▸ **About this task**
Say how many lines below contain the word "doctor". The number is the entire reply.

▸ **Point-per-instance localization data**
- - -
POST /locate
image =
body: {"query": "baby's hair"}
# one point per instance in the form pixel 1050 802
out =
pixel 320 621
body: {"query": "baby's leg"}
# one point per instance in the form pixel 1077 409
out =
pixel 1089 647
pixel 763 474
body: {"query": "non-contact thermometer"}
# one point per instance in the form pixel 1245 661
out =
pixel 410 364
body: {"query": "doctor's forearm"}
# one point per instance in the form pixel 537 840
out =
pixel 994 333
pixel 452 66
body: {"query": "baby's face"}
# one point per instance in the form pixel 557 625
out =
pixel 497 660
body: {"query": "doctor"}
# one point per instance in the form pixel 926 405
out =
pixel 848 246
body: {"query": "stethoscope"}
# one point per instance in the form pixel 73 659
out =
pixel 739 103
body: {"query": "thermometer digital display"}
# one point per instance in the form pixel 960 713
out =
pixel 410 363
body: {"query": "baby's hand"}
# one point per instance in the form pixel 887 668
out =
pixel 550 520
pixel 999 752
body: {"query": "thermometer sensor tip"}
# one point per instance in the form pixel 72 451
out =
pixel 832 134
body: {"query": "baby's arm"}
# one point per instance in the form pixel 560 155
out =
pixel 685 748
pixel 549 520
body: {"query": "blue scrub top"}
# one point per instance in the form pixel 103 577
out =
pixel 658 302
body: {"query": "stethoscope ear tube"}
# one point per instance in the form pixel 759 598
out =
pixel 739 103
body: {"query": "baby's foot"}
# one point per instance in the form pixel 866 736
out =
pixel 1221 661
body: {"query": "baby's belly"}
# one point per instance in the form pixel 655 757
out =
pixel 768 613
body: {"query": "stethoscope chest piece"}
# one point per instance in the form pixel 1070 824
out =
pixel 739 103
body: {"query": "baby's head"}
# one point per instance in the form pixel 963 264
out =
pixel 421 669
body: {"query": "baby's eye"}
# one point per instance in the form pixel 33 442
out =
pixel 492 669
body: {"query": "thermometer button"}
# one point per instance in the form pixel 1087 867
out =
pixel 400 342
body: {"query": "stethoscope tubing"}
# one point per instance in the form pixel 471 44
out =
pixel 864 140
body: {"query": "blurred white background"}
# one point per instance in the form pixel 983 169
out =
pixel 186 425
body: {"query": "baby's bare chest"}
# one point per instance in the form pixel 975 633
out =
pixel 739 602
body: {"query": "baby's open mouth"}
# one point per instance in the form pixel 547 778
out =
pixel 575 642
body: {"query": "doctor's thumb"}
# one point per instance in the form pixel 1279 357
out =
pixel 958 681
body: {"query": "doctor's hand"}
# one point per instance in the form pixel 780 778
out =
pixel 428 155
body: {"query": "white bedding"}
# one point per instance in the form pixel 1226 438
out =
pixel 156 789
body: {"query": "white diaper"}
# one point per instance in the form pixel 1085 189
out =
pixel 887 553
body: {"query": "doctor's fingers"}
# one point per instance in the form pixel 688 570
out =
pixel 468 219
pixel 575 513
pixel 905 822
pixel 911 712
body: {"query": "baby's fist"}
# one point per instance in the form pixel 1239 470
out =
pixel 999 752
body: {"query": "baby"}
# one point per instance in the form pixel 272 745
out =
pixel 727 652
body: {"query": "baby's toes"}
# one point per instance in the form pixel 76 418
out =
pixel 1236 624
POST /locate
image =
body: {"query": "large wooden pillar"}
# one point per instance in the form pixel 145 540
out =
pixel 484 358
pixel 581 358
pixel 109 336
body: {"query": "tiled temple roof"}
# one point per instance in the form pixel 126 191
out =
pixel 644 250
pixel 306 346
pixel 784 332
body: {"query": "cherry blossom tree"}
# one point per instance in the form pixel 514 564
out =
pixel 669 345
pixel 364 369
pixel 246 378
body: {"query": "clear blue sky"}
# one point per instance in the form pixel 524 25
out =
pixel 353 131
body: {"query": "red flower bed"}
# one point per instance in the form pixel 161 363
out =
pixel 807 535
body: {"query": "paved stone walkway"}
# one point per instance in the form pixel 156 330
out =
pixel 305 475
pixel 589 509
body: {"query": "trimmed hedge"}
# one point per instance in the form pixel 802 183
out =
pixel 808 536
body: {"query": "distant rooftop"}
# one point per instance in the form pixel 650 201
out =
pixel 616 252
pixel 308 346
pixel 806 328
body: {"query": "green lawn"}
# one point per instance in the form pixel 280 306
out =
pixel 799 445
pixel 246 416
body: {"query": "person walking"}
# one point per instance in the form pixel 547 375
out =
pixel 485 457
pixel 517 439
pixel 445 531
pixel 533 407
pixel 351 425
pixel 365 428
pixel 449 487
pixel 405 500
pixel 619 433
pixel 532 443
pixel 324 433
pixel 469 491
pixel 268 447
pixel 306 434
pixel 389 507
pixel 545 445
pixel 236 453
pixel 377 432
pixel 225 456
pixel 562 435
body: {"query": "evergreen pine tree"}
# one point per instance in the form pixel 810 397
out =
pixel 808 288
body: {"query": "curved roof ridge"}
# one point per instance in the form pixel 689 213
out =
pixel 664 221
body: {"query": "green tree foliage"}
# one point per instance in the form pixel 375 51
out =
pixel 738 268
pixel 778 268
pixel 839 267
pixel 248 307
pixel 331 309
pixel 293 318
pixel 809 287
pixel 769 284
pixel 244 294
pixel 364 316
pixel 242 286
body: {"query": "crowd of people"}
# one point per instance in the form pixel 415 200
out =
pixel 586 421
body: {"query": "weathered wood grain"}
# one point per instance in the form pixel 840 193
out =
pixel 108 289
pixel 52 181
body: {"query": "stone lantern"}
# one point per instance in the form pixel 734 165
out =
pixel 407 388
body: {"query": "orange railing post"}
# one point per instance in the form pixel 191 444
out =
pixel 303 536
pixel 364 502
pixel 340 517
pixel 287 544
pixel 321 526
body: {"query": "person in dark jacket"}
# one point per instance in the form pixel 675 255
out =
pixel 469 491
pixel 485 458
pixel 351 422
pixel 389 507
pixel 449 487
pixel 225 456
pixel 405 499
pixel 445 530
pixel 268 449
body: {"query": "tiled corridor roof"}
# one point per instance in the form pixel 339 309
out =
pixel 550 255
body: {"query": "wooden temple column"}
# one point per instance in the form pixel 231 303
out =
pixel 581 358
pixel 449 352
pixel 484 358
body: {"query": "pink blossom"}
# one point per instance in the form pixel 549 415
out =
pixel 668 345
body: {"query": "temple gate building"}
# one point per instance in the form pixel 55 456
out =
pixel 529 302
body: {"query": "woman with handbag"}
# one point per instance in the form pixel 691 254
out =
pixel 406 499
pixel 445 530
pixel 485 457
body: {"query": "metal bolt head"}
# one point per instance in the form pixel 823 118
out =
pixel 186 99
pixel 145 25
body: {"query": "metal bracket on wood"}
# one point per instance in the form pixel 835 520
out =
- - -
▸ **Solution to this task**
5